> [WHAT IS NEEDED] Set down the full listing exactly, character for character.
--- BEGIN SUPPLIED ENTRIES ---
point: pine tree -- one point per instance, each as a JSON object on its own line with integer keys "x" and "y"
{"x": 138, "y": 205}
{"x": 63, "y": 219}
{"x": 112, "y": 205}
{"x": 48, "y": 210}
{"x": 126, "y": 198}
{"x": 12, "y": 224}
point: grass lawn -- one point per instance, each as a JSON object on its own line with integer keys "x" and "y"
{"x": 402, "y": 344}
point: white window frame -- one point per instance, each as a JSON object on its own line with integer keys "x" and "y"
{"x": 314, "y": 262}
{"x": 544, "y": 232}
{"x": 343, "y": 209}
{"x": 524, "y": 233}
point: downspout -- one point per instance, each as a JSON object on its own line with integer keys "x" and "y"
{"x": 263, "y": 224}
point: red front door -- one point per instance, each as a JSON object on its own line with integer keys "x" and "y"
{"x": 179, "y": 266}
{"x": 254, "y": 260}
--- END SUPPLIED ENTRIES ---
> [COMPLETE RESPONSE]
point: pine tree -- one point per instance, each as a JSON object on its own line with integer keys "x" and "y"
{"x": 138, "y": 205}
{"x": 63, "y": 219}
{"x": 112, "y": 205}
{"x": 48, "y": 210}
{"x": 126, "y": 198}
{"x": 12, "y": 224}
point: grass lawn -- one point per instance, each as a JSON object on its own line with integer keys "x" and "y"
{"x": 402, "y": 344}
point: white window frame -- one point per instance, each as a JSON object on its own line with integer keys "x" and "y"
{"x": 314, "y": 262}
{"x": 544, "y": 232}
{"x": 343, "y": 209}
{"x": 524, "y": 233}
point: downspout -- one point per instance, each as a JSON object on its own line with integer keys "x" and "y"
{"x": 263, "y": 224}
point: red front door -- one point per instance, each as a JSON object on its own line with integer keys "x" and "y"
{"x": 179, "y": 266}
{"x": 254, "y": 260}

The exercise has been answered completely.